▼▼▼

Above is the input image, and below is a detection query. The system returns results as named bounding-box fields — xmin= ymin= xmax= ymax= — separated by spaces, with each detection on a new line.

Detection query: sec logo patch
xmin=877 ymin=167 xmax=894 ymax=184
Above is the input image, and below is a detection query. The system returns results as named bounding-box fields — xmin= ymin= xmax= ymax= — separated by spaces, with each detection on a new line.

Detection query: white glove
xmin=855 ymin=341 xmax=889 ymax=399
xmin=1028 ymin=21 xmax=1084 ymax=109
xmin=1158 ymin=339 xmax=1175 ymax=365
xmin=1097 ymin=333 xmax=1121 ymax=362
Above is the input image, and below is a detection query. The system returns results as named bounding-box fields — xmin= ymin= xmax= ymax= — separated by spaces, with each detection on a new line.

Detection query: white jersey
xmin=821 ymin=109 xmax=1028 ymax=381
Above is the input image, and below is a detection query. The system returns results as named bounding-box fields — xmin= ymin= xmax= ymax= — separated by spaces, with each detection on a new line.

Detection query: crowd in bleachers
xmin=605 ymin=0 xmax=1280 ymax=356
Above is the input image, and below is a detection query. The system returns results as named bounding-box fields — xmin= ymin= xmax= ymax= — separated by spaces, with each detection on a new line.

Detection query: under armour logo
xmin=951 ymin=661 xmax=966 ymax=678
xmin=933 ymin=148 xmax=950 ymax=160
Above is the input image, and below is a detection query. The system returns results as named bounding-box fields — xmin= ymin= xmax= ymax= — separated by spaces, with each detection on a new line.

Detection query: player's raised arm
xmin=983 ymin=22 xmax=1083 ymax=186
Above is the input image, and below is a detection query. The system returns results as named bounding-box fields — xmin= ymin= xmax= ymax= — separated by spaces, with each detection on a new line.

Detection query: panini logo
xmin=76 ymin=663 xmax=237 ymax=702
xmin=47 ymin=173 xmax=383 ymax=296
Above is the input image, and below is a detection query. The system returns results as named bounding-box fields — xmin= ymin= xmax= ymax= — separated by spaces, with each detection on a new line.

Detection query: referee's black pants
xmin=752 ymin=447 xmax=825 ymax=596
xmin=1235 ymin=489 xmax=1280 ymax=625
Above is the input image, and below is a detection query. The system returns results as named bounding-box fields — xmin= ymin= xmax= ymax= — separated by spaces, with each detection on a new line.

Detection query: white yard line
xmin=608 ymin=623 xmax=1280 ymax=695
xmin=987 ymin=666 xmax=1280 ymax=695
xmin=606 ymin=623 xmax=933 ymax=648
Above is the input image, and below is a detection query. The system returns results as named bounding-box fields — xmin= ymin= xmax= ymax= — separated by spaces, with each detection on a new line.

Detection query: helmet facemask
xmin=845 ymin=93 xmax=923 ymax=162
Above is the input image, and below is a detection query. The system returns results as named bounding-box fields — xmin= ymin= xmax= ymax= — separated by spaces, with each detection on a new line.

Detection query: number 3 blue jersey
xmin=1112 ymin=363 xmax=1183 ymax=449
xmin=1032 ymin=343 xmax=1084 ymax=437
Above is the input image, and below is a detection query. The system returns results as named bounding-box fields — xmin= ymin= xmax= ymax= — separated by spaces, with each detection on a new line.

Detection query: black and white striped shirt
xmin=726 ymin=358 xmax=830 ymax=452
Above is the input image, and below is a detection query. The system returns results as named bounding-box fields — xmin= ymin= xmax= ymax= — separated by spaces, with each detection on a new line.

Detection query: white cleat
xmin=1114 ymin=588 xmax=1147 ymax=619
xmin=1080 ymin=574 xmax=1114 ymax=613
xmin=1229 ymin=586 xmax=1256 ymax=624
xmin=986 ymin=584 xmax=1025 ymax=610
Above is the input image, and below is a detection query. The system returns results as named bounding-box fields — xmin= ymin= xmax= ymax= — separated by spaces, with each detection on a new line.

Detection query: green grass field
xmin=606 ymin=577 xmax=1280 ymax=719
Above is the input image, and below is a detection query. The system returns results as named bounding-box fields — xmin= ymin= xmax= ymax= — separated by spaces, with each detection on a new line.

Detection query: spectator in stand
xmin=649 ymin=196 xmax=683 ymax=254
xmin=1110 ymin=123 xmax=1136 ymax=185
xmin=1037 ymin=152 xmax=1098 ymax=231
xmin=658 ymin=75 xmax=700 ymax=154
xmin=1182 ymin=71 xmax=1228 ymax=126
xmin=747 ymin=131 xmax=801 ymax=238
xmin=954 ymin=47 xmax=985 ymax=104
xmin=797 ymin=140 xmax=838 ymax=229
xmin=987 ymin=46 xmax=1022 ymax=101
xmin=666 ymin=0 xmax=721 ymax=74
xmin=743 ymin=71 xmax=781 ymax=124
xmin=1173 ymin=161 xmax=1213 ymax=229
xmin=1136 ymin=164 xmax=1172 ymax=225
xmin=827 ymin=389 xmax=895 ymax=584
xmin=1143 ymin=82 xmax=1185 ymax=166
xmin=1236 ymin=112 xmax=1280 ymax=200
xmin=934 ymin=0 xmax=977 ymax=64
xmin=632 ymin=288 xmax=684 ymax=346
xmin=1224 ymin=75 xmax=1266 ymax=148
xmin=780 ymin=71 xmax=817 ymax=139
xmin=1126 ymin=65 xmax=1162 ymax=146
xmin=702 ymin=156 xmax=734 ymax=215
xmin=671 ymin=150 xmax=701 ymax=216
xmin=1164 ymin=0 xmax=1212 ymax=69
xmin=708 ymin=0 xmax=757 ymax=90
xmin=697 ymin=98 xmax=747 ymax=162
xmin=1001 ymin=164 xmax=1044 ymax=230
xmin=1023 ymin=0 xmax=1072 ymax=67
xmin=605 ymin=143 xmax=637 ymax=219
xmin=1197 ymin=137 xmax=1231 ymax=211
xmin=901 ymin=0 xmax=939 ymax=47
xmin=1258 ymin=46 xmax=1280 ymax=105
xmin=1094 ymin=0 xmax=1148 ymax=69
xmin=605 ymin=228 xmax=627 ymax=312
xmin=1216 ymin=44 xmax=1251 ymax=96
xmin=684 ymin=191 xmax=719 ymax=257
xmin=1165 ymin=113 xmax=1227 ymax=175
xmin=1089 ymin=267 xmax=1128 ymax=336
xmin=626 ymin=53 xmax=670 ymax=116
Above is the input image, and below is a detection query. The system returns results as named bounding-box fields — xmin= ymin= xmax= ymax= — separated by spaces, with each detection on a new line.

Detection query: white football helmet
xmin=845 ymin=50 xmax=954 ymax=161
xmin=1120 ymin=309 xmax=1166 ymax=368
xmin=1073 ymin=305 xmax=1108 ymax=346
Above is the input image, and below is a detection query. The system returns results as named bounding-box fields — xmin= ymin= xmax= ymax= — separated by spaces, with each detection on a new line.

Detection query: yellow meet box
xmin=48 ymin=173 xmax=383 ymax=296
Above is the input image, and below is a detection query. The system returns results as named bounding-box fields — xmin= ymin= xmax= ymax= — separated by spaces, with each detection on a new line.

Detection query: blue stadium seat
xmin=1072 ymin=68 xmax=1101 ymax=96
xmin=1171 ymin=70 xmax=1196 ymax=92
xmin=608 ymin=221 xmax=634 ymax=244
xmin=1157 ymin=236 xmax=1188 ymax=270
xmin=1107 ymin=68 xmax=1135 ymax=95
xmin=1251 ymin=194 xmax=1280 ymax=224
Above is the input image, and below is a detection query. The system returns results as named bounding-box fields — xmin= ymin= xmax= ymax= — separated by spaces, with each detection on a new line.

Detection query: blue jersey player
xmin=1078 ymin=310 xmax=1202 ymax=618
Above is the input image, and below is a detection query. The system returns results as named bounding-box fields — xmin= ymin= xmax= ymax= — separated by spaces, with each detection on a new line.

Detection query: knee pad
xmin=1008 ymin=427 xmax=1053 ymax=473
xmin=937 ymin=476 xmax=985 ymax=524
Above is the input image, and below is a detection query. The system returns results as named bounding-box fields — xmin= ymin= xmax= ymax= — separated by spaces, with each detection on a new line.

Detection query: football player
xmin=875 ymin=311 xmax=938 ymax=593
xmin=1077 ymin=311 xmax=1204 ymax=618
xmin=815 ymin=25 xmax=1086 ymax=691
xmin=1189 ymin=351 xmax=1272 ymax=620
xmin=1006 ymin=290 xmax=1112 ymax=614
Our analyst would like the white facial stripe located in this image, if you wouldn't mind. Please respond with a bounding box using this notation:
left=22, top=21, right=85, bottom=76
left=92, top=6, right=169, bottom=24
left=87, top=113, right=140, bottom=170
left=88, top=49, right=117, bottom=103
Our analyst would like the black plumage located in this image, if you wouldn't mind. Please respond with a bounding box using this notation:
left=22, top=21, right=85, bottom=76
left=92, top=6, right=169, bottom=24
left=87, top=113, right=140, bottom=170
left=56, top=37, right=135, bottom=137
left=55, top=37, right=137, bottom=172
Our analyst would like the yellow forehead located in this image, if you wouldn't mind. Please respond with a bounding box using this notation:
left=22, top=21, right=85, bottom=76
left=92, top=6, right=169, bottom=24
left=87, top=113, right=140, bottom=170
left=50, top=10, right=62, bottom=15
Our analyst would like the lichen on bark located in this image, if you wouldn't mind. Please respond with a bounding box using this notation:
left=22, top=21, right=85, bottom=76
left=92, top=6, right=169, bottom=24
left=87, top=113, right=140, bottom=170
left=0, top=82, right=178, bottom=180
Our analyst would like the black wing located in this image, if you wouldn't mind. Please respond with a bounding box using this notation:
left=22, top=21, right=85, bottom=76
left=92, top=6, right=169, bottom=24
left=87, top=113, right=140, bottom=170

▲▲▲

Problem details: Find the string "Please" in the material above, and report every line where it occurs.

Output below:
Our analyst would like the white facial stripe located in this image, if you wouldn't mind. Please respond with a bounding box using this notation:
Our analyst would like the black plumage located in this image, if you wouldn't mind. Please respond with a bounding box using this notation:
Our analyst would like the yellow forehead located in this image, if you wouldn't mind. Please respond with a bounding box using this notation:
Our analyst would like the lichen on bark located in this image, if you wouldn't mind. Please respond with a bounding box using this notation:
Our analyst would like the black wing located in this image, if you wouldn't mind. Please respond with a bounding box using this notation:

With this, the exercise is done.